▶ [Source text]:
-*-

If you’ve been enamored with ChatGPT, here’s a chance to experiment some more as OpenAI is offering grants to fund such experiments

Want to contribute to the growing popularity and demand for generative AI? Here’s your chance to do so and get paid up to $100,000 as grants to fund experiments to democratize the future of artificial intelligence. OpenAI, the folks behind the ChatGPT innovation have made this offer to develop rules that AI systems should follow in the future, albeit within legal confines. 

Of course, the irony is that the grant program was announced barely hours after OpenAI made calls for a global regulatory body for AI on the lines of nuclearization and threats that they would move out of the European Union, if they couldn’t accept the upcoming regulations that the EU is considering to bring on. 

Does this mean that co-founders Sam Altman, Greg Brockman and Ilya Sutskever are ready to throw money on creating a regulatory framework for themselves while cocking a snook at the rest of the world’s attempt to create one? All based on the premise that the latter do not understand artificial intelligence and its impact on civilization?

-*-

Source records
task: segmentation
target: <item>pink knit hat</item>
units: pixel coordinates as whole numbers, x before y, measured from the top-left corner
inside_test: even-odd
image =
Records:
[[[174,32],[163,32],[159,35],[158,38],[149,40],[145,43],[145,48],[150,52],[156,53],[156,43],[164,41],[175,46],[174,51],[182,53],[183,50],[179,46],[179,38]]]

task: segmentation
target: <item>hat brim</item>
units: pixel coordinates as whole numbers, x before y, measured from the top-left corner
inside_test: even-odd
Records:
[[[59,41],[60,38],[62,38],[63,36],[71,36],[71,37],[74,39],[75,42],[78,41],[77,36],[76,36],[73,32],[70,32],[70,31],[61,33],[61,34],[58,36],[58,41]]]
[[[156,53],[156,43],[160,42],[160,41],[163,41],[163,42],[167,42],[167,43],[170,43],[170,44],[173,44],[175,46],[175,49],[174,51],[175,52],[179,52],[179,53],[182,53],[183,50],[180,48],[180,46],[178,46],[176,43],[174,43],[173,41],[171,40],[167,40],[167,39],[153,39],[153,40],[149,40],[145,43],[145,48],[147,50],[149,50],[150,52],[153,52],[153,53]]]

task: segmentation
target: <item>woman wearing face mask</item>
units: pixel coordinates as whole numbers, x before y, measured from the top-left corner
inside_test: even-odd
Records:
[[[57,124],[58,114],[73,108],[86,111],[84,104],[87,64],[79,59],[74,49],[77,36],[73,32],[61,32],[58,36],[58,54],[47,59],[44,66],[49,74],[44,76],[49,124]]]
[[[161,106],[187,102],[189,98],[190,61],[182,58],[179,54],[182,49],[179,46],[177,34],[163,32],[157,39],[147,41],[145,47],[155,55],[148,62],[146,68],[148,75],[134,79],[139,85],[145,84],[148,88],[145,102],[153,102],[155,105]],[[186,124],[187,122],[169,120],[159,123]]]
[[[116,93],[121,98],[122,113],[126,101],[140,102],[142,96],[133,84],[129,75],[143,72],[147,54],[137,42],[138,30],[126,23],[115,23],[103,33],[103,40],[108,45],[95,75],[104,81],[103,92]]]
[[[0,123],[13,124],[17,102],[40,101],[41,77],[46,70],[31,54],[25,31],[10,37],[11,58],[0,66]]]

-*-

▶ [Exercise requirements]:
1. Decide whether each statement agrees with the article on OpenAI's grants, answering yes or no and quoting the words that settle it: (a) The grants can reach $100,000. (b) The grant program was announced several weeks after OpenAI called for a global regulatory body for AI. (c) OpenAI threatened to move out of the European Union.
2. Answer these questions from the article on OpenAI's grants:
(a) What is the most the grants can pay?
(b) On the lines of what did OpenAI call for a global regulatory body for AI?
(c) Which co-founders does the article name?
3. Output the part of the article on OpenAI's grants that runs from "If you’ve been" to "to bring on.", without any changes.
Nothing here depends on the rows.

▶ [Task responses]:
1.
(a) Yes: "get paid up to $100,000 as grants"
(b) No: "the grant program was announced barely hours after OpenAI made calls for a global regulatory body for AI"
(c) Yes: "threats that they would move out of the European Union"

2.
(a) Up to $100,000.
(b) On the lines of nuclearization.
(c) Sam Altman, Greg Brockman and Ilya Sutskever.

3.
If you’ve been enamored with ChatGPT, here’s a chance to experiment some more as OpenAI is offering grants to fund such experiments

Want to contribute to the growing popularity and demand for generative AI? Here’s your chance to do so and get paid up to $100,000 as grants to fund experiments to democratize the future of artificial intelligence. OpenAI, the folks behind the ChatGPT innovation have made this offer to develop rules that AI systems should follow in the future, albeit within legal confines. 

Of course, the irony is that the grant program was announced barely hours after OpenAI made calls for a global regulatory body for AI on the lines of nuclearization and threats that they would move out of the European Union, if they couldn’t accept the upcoming regulations that the EU is considering to bring on.